--- Begin SOURCE DATA ---

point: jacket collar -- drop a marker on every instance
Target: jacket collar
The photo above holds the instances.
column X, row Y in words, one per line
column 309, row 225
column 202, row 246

--- End SOURCE DATA ---

_EXERCISE DIRECTIONS_. Rewrite the data above, swapping "jacket collar" for "coat collar" wherever it occurs and leaving everything else unchanged.

_EXERCISE RESPONSE_.
point: coat collar -- drop a marker on every instance
Target: coat collar
The photo above holds the instances.
column X, row Y in words, one per line
column 309, row 225
column 202, row 246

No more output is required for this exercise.